## Quoted text:
[Start]
Tuesday, July 31, 2012

Romney in Israel gives a strong indication of what a Romney Administration foreign policy would look like

Willard Romney was in Israel as part of his foreign tour meant to give him some foreign policy cred for the election. But the picture he's giving us of what his foreign policy might be as President isn't any cause for encouragement.

Joe Conason in Worse Than London: Romney's Reckless Remarks In Jerusalem National Memo 07/30/2012 and Ali Gharib in Romney Lowers Threshold For Military Involvement In Iran, Says He’d Back Israeli Strike LobeLog Foreign Policy 07/29/2012 describe the implications of the public statements he made in Israel.

Presidential candidate Romney endorsed the notion of the US recognizing Jerusalem as the capital of Israel, a long-disputed and highly controversial notion. And, through his advisor Dan Senor, neoconservative stalwart and former adviser of the Iraqi Coalition Authority, he encouraged Israel to go to war with Iran. (Dan Senor is married to Campbell Brown, who hosted her own CNN show until 2010, in one of those Washington power marriages.)
[End]
## Task instructions:
1/ Please condense the paragraph beginning "Presidential candidate Romney endorsed" in the post on Romney in Israel above, keeping its main facts.
2/ Extend the post on Romney's visit to Israel, picking up after its final sentence.

(Stored data)
[Start]
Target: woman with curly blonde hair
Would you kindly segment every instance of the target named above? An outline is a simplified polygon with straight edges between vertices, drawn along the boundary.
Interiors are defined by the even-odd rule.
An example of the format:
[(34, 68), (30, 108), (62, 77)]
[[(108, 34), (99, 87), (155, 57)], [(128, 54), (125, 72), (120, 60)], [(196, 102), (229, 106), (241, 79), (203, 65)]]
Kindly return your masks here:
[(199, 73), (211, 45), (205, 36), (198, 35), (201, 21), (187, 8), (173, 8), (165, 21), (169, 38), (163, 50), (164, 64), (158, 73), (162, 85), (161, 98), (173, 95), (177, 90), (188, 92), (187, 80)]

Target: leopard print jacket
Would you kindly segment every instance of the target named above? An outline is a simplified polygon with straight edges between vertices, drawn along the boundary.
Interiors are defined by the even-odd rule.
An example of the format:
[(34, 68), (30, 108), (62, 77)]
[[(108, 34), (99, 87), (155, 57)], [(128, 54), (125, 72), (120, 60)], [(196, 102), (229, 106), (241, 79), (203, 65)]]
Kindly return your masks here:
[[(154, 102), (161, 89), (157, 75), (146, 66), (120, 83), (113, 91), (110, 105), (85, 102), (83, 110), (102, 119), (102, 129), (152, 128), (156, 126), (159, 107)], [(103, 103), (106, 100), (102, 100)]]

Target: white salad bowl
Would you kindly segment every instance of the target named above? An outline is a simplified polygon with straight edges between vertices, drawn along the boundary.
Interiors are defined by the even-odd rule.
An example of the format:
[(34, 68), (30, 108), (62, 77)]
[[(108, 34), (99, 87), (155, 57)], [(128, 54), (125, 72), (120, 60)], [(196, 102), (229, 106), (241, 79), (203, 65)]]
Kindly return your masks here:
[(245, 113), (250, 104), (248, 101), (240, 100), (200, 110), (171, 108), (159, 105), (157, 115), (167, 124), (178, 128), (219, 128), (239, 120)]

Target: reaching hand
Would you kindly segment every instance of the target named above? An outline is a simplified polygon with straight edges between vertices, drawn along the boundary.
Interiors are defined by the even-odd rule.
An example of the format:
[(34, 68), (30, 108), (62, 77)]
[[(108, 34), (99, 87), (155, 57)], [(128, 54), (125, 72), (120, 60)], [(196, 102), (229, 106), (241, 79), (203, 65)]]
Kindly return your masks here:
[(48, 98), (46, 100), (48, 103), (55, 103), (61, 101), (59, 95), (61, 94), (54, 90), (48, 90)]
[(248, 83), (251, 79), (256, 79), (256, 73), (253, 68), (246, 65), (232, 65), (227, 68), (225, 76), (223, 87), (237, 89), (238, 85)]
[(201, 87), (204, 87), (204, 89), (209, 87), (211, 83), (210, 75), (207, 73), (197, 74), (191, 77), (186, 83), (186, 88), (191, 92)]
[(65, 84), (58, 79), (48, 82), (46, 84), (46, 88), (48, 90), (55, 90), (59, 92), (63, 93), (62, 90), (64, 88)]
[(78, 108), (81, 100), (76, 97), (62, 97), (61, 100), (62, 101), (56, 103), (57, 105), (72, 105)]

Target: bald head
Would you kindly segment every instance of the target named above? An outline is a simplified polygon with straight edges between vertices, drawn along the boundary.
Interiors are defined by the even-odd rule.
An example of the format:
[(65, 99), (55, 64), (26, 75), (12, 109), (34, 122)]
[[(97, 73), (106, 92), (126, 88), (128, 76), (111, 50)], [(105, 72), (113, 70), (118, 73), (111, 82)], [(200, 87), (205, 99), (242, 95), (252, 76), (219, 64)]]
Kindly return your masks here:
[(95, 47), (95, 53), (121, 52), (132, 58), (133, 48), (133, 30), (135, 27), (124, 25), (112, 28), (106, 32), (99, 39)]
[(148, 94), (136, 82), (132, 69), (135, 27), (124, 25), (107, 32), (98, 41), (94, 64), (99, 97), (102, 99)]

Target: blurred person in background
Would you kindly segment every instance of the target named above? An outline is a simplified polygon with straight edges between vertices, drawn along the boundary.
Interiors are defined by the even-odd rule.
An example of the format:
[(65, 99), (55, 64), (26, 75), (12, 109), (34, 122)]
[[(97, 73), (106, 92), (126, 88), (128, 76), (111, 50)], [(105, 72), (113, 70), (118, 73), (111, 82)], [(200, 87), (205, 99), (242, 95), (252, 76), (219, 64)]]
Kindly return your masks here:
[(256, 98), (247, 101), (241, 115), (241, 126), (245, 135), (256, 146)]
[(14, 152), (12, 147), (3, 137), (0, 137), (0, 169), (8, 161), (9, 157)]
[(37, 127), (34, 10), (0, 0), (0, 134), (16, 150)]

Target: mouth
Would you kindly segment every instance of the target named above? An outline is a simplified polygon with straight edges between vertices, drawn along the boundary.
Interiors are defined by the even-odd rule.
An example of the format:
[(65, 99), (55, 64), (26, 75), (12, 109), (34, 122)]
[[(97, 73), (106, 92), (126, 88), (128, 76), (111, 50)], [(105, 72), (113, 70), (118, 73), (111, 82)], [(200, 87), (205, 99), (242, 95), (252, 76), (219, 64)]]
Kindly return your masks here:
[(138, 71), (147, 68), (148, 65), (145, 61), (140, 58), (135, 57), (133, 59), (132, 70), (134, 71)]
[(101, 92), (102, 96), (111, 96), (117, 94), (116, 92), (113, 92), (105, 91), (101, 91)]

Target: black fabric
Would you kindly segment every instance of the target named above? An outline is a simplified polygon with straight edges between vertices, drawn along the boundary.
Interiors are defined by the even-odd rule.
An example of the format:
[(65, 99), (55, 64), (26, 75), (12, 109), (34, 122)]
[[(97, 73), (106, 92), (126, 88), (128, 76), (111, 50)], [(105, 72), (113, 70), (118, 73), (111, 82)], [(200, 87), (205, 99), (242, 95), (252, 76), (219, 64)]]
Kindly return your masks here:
[End]
## Response list:
1/ Romney endorsed U.S. recognition of Jerusalem as Israel's capital, a long-disputed and highly controversial idea. Through his adviser Dan Senor, a neoconservative and former adviser of the Iraqi Coalition Authority, he encouraged Israel to go to war with Iran. Senor is married to Campbell Brown, who hosted her own CNN show until 2010.

2/
Senor's statements on war with Iran included the notion of lowering the official "red line" for war: "If Israel has to take action on its own, in order to stop Iran from developing the capability, the governor would respect that decision." Gharib explains the implications of the wording:

While Obama has said an Iranian nuclear weapon is "unacceptable," declaring a nuclear "capability" an American “red line” that would trigger war sets a lower threshold for U.S. military involvement. The CIA has laid out a specific definition, but the “nuclear capability” language is a complex issue. The word "capability" has a special meaning in the non-proliferation context, but it’s not always clear exactly what. Sen. Joe Lieberman (I-CT), one of the Senate’s most vociferous Iran hawks, said this year, “I guess everybody will determine for themselves what that means.” Hawks in Congress pushed a bill this year to shift the official U.S. "red line" to a nuclear "capability."
It's a real sign of how corrupted the American practice of going to war has become that both the Democratic President and the Republican candidate accept the idea that it's perfectly acceptable in theory for the US to go to war or encourage Israel to go to war against Iran without an act of war on Iran's part.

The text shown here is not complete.